■ Records for this exercise:
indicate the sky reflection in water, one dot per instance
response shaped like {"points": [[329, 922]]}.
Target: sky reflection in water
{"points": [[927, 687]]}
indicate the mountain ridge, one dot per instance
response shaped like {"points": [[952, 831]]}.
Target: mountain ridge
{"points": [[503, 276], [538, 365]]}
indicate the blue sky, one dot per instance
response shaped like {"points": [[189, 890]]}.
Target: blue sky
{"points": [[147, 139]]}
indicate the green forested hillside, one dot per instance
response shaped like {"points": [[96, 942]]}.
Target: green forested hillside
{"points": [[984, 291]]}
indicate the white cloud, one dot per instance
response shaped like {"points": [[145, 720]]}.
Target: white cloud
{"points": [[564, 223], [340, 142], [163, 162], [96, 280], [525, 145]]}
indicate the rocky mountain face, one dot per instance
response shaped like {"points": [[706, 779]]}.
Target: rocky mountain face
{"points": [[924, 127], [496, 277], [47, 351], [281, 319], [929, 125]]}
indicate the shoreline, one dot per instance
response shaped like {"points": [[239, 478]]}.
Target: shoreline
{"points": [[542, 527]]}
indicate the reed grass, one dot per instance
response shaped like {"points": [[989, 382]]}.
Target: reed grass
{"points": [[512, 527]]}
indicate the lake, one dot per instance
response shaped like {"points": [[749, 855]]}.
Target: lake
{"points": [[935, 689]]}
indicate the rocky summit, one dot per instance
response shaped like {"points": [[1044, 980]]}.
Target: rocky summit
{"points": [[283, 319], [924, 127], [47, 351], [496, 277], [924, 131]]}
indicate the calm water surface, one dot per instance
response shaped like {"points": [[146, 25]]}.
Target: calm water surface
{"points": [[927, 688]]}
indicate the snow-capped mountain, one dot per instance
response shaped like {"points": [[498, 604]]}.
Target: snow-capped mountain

■ The task: Every entry must be quoted exactly as it appears above.

■ Worked answer:
indicate the sky reflection in water, one dot per instance
response shaped like {"points": [[329, 922]]}.
Target: sky reflection in water
{"points": [[927, 687]]}
indicate the mountain ridge, one dot per instance
response shaped like {"points": [[952, 831]]}.
Target: mountain ridge
{"points": [[503, 276], [538, 365]]}
indicate the blue sky, one dot per instance
response shaped like {"points": [[189, 890]]}.
Target: blue sky
{"points": [[147, 139]]}
indicate the green forested hillside, one dot per instance
response shaped like {"points": [[96, 942]]}.
Target: green forested hillside
{"points": [[984, 291]]}
indicate the white cloud, one dot per instance
response shaped like {"points": [[145, 720]]}.
Target: white cloud
{"points": [[564, 223], [340, 142], [163, 162], [96, 280], [525, 145]]}
indicate the rocky mountain face, one dot per instance
response shaped like {"points": [[706, 779]]}.
Target: rocky mountain face
{"points": [[924, 127], [496, 277], [47, 351], [281, 319], [929, 125]]}
indicate the shoreline, one dot per instance
response shaped like {"points": [[239, 478]]}.
Target: shoreline
{"points": [[542, 527]]}
indicate the reed grass, one dot per instance
response shaped like {"points": [[989, 382]]}.
Target: reed grass
{"points": [[512, 527]]}
indicate the lake, one dot per instance
response shaped like {"points": [[749, 855]]}.
Target: lake
{"points": [[935, 689]]}
indicate the rocky summit, one dot per instance
response shaped like {"points": [[1044, 980]]}.
Target: rocky summit
{"points": [[283, 319], [924, 127], [47, 351], [496, 277], [924, 131]]}
indicate the calm water surface, one dot per instance
response shaped like {"points": [[146, 25]]}.
Target: calm water surface
{"points": [[927, 688]]}
indicate the snow-capped mountain, one dot per instance
response shaped like {"points": [[498, 604]]}.
Target: snow-capped mountain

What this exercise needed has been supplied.